THE PROBLEM: Return the full listing word for word, but drop every picture from it.

AVAILABLE RECORDS:
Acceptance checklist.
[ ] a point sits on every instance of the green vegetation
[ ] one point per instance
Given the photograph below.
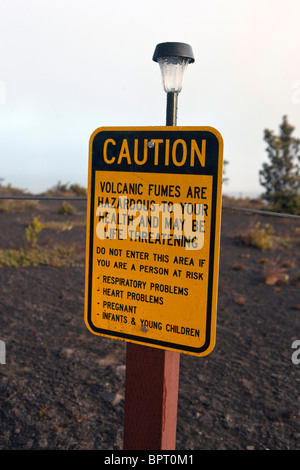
(260, 236)
(32, 230)
(66, 209)
(281, 176)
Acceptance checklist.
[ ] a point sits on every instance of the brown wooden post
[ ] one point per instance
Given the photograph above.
(151, 398)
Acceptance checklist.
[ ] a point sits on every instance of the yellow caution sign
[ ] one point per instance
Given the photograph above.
(153, 236)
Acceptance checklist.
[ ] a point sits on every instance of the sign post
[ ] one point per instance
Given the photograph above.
(153, 234)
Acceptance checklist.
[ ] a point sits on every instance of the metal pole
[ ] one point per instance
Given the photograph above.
(172, 100)
(152, 380)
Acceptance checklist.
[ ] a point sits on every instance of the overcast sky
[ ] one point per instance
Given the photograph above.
(68, 67)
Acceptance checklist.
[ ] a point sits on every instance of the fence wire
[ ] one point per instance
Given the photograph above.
(226, 208)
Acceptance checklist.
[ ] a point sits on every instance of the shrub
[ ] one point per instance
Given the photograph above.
(261, 236)
(32, 230)
(66, 209)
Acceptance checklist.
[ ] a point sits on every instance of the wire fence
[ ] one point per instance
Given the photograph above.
(224, 207)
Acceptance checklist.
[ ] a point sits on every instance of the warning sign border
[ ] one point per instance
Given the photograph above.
(209, 344)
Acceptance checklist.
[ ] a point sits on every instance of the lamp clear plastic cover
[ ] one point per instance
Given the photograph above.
(173, 70)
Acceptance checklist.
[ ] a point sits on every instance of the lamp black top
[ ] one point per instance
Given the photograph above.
(174, 49)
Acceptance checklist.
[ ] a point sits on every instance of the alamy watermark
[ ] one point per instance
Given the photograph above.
(295, 97)
(296, 354)
(2, 353)
(176, 223)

ANSWER TO THIS TASK:
Acceptance checklist.
[ ] a point sits on every instance of the green vegetation
[ ] one point per instance
Given the photograph below.
(260, 236)
(32, 230)
(66, 209)
(281, 176)
Acceptance checklist.
[ ] a point sits on every instance of the brown wooden post
[ ] one point per instance
Given the photograph above.
(151, 398)
Acceptance checklist.
[ ] a point sits on every instance of the yellow caution sign
[ ] one point per instance
Given the photograph above.
(153, 236)
Acceptance checklist.
[ ] a point sits on every instance of the sign post
[ ] one point per instance
Given the photograph above.
(153, 234)
Acceptance checklist.
[ ] a point sits on every instance of the metal pole
[ ] one point per instance
Given the photograph above.
(172, 100)
(152, 380)
Acceptance checklist.
[ ] a point sits on every instance of the overcast sky
[ ] one point per instance
Given the photograph above.
(68, 67)
Acceptance checklist.
[ ] a point sits on every instance of the fence wire
[ ] one point per instance
Given the photograph above.
(226, 208)
Acceptance checklist.
[ ] a point sits on every instance of the shrub
[ ] one point per instance
Given the photograph above.
(261, 236)
(32, 230)
(66, 209)
Acceptance checklist.
[ ] a point sits on every instance of the wire fence
[ ] one point per instance
Given the photograph above.
(224, 207)
Acceptance checklist.
[ ] a point sits on every instance of the warning sign border
[ ] one point per instance
Given the photograph above.
(209, 344)
Acceptance checklist.
[ ] a point sits on every instance of the lamp clear plastic cover
[ ] one point per instance
Given the photograph above.
(173, 70)
Acceptance checklist.
[ ] a point sits on every instance of the lamp black top
[ ] one point per instance
Given the photograph above.
(174, 49)
Acceptance checklist.
[ ] a point sits on every instance of the alamy watermark
[ ] one point per instance
Given the photograph above.
(295, 97)
(296, 354)
(2, 353)
(176, 223)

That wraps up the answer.